▸ Required action: In the records that come next, find every line with "headphone". Return those lines.

▸ Entries provided:
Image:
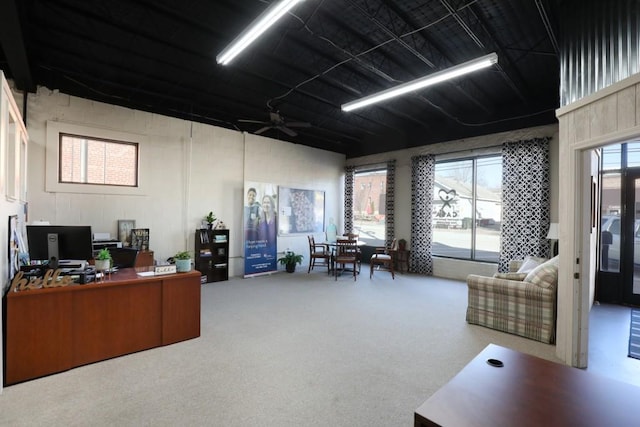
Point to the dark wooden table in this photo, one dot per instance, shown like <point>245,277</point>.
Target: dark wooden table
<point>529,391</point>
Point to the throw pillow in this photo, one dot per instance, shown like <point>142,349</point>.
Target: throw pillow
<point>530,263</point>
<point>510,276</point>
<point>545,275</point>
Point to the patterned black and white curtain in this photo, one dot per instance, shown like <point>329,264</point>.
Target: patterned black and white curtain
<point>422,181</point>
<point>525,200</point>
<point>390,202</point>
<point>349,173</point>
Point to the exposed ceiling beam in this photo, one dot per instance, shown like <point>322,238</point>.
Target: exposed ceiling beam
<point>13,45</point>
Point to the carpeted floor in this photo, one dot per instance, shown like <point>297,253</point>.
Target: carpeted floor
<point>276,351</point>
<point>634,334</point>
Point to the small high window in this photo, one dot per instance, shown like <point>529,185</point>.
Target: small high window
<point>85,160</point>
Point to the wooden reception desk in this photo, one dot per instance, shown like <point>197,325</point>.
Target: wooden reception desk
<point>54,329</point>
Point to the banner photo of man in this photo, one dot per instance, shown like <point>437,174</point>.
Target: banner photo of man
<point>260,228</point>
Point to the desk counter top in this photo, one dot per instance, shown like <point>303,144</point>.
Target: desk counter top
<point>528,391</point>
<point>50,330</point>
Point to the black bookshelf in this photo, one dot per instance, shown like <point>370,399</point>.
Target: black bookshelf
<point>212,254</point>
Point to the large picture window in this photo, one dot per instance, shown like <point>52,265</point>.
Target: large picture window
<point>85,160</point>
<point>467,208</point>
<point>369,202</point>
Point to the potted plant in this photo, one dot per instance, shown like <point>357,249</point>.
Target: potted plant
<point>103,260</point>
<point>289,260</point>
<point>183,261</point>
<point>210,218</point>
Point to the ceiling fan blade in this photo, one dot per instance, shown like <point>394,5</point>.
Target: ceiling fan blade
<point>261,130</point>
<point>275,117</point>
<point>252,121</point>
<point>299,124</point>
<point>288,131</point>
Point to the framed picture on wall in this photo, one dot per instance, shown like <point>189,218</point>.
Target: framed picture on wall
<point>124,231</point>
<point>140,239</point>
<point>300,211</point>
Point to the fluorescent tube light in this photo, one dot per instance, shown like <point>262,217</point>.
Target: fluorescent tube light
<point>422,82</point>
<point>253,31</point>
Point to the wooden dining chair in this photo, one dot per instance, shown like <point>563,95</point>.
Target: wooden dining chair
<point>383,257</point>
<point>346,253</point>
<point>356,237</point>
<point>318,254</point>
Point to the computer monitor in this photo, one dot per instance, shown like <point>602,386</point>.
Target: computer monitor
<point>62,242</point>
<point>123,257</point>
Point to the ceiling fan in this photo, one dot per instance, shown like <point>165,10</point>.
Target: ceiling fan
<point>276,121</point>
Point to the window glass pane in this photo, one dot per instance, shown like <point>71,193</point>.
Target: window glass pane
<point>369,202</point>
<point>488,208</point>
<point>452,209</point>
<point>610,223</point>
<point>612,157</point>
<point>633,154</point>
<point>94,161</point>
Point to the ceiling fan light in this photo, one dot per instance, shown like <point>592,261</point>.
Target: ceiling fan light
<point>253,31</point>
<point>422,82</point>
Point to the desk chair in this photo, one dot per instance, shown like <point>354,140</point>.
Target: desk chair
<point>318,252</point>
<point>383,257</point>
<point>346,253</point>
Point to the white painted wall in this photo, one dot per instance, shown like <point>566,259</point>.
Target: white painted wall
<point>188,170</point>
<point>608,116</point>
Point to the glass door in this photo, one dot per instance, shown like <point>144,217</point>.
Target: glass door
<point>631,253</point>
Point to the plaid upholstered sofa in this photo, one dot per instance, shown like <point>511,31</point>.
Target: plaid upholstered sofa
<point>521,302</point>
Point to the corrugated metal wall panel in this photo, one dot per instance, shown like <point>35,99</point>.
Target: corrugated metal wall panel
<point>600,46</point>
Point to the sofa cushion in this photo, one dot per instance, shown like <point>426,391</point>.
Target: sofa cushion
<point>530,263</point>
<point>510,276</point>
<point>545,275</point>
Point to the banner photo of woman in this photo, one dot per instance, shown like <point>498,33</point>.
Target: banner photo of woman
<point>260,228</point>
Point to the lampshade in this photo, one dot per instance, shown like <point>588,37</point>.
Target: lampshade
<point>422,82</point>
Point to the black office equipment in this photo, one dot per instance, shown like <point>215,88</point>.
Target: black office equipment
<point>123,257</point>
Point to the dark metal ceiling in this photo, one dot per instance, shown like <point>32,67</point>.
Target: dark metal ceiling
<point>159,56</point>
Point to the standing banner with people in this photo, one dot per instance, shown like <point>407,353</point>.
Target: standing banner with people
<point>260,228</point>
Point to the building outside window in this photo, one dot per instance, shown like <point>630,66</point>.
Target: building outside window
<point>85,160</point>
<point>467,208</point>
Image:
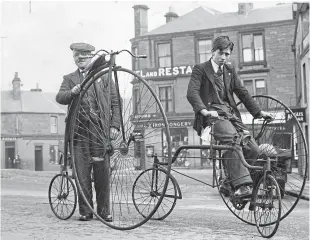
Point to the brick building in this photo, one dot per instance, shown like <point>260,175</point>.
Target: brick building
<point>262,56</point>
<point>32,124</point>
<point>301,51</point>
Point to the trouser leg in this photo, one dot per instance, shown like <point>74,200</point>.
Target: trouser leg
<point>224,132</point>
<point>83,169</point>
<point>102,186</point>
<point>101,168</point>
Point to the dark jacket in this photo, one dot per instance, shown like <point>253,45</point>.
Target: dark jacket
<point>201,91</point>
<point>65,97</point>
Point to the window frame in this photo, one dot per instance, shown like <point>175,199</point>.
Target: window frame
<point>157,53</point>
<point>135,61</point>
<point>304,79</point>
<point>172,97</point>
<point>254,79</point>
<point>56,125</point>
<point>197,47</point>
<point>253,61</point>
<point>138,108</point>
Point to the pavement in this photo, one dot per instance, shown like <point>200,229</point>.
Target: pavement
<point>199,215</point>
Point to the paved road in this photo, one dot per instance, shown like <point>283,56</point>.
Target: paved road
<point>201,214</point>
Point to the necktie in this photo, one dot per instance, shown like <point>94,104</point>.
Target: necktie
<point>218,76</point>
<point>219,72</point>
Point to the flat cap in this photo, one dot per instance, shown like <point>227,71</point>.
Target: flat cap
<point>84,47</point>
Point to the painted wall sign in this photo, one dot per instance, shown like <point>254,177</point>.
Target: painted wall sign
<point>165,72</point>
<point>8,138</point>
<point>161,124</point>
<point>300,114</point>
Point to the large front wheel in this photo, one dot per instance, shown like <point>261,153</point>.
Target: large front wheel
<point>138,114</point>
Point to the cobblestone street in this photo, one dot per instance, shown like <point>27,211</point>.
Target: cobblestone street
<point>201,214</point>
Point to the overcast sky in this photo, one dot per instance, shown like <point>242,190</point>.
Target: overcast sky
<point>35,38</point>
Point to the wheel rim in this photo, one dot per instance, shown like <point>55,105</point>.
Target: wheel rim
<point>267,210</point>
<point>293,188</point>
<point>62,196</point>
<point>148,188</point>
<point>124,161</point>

---

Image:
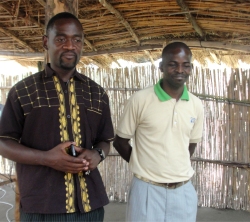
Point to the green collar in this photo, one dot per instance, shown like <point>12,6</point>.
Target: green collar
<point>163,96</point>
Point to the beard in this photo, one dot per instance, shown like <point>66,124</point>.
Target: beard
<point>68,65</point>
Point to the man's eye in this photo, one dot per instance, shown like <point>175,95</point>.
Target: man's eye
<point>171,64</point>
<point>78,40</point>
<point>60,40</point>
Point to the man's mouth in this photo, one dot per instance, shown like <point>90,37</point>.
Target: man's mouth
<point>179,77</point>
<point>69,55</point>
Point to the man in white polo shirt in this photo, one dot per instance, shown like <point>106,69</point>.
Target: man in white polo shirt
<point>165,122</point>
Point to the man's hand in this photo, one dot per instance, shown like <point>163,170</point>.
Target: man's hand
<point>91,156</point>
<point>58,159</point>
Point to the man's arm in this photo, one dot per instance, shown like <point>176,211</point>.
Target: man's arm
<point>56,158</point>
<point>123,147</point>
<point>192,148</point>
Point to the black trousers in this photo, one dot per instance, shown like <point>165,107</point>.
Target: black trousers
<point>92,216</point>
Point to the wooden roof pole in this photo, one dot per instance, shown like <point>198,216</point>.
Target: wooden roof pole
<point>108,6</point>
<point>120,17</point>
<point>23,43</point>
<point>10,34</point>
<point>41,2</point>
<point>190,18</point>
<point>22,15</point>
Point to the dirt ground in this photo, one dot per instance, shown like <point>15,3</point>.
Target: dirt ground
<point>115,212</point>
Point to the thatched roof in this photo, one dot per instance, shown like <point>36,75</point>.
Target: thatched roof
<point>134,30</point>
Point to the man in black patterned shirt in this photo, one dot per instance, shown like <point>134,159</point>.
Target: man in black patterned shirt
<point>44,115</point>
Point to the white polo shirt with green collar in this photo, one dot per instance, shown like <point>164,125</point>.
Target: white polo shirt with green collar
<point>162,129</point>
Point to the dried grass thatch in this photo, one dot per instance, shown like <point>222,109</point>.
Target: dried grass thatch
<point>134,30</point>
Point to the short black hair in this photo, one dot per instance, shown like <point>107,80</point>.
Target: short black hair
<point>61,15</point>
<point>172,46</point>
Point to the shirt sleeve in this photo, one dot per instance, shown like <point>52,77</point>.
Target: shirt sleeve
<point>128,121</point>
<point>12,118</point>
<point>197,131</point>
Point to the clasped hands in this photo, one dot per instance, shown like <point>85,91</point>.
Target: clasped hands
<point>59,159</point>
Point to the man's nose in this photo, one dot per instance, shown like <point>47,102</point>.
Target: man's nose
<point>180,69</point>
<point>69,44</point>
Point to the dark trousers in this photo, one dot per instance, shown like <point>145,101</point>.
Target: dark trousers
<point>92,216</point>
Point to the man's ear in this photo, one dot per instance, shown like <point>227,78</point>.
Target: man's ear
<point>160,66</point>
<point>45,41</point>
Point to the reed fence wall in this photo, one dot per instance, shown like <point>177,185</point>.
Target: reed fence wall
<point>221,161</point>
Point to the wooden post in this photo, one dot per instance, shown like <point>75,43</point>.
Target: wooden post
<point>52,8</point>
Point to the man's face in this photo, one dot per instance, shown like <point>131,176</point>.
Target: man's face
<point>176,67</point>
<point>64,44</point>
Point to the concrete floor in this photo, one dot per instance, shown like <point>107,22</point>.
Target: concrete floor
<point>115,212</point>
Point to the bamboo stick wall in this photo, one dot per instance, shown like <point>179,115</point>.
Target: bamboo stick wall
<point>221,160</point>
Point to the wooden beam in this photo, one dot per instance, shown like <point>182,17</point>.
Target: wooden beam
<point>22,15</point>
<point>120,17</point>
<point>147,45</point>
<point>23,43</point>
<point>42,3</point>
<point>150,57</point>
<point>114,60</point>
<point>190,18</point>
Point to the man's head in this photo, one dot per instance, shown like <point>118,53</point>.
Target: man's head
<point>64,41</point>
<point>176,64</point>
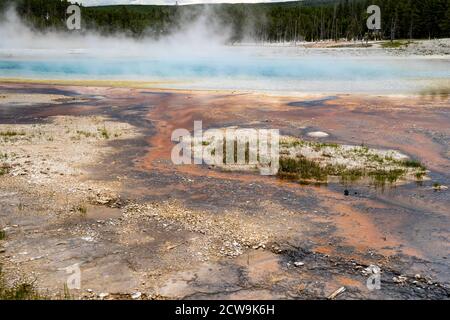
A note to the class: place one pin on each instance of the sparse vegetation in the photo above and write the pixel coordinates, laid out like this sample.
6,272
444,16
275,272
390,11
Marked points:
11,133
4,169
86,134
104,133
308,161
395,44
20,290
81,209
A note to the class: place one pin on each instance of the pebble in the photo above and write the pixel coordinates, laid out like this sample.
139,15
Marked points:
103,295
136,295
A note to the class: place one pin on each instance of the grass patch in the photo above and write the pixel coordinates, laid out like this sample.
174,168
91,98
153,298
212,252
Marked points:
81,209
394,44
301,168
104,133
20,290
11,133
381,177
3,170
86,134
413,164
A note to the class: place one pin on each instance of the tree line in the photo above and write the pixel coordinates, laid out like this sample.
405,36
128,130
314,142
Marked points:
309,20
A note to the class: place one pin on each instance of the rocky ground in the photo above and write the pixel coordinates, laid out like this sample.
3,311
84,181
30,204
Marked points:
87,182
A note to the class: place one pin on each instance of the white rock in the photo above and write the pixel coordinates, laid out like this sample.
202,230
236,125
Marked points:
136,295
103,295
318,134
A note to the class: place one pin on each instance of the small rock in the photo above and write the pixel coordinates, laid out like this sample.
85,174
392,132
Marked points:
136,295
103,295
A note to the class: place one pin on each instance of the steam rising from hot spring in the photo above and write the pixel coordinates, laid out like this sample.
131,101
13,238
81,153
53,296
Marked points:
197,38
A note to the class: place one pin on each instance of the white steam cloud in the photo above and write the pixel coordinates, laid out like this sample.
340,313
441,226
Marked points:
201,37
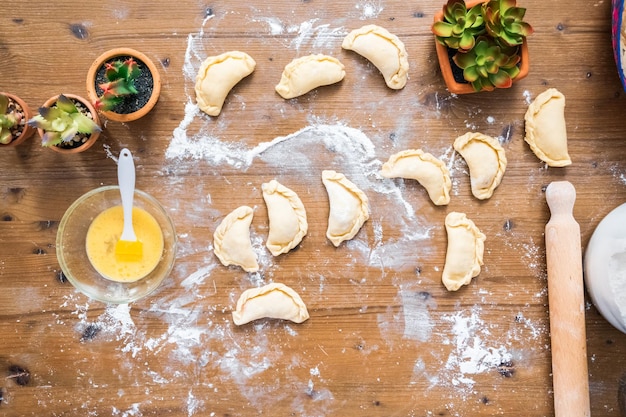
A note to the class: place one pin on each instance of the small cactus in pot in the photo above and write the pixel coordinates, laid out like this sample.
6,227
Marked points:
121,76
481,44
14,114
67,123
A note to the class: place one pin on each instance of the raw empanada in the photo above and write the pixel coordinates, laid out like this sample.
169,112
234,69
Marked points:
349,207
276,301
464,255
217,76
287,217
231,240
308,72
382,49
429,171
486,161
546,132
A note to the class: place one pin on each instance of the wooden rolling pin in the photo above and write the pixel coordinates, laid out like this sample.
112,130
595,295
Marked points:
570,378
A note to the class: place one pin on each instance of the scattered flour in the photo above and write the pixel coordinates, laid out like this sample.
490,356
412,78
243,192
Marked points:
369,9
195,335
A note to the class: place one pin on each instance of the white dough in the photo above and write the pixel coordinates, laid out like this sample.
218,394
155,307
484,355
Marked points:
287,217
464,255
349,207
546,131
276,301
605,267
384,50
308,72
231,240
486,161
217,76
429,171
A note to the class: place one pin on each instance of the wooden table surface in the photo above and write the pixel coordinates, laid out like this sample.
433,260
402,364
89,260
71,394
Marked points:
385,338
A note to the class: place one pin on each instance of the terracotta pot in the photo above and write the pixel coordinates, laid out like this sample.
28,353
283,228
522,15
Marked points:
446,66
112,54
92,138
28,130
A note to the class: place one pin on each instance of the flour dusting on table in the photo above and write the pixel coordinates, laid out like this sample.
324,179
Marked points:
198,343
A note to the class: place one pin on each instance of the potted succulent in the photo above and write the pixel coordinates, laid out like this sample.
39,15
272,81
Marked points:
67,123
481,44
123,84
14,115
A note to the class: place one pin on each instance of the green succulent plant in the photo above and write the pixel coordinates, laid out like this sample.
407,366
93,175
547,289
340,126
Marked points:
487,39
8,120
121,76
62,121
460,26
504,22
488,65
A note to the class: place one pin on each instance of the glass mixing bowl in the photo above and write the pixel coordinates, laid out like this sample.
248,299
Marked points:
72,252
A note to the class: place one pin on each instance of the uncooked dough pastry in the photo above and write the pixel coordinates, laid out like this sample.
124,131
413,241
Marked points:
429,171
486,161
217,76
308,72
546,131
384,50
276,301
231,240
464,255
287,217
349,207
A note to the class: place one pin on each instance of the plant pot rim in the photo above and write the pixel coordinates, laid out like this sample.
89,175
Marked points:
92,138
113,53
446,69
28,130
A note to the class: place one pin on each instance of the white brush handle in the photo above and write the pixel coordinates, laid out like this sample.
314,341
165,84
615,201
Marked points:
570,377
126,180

* * *

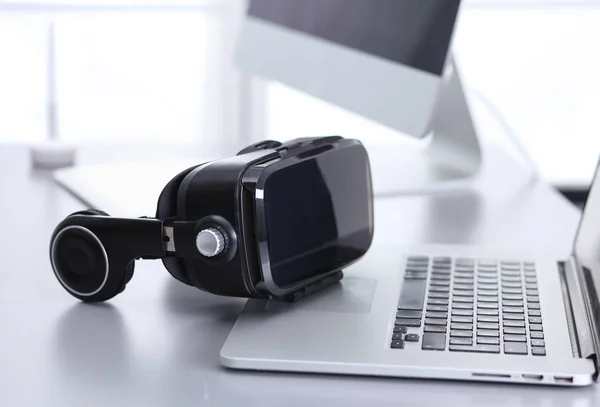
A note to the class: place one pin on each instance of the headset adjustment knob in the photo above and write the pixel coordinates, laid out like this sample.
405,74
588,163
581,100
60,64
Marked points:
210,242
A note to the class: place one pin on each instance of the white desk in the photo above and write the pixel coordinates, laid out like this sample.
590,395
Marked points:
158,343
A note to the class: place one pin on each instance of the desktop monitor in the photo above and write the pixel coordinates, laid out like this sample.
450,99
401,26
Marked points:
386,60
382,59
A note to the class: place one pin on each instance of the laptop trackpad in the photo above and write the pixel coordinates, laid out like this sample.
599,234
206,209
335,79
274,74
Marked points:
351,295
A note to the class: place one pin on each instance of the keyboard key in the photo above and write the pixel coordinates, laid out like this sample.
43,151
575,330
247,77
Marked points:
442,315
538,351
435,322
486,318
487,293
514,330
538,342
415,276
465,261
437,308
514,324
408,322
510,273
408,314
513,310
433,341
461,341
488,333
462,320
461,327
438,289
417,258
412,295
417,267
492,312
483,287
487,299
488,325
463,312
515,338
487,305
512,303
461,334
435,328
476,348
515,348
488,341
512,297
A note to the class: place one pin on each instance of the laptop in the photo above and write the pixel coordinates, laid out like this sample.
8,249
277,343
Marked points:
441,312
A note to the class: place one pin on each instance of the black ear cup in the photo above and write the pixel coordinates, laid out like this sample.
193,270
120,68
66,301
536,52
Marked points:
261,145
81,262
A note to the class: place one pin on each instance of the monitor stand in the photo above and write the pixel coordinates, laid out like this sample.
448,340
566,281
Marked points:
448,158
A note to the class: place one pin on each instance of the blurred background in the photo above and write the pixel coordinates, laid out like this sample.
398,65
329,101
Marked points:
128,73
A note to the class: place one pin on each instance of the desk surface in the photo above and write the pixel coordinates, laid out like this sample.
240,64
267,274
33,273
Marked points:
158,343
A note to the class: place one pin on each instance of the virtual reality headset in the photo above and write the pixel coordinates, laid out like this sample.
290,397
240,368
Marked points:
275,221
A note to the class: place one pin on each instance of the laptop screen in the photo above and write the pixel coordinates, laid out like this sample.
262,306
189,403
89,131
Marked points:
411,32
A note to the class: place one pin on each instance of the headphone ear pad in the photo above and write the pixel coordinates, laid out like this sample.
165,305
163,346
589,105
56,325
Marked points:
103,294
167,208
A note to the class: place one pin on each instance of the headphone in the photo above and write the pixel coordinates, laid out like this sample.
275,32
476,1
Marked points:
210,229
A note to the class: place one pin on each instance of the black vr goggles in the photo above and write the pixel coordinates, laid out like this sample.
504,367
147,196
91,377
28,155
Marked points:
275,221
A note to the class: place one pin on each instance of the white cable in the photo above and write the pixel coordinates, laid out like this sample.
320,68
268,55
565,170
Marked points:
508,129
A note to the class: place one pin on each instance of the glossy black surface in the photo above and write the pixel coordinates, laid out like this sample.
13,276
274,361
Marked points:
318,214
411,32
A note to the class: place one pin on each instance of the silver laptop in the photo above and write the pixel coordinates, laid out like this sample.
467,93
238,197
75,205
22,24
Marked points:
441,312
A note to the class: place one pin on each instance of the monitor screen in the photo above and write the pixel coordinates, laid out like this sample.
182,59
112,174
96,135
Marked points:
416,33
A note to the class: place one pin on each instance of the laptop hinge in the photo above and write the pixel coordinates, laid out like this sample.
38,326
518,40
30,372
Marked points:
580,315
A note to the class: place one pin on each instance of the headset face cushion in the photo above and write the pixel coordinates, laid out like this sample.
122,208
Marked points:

▸ Exercise answer:
A note to the class: place one pin on each instance of the headphone ear pad in the photo above and write the pixel coordinates, laid out like this sample.
A note to the class: place one pin on each instance of the headphone in the photo above and write the pixel coordinates, laid out like this sample.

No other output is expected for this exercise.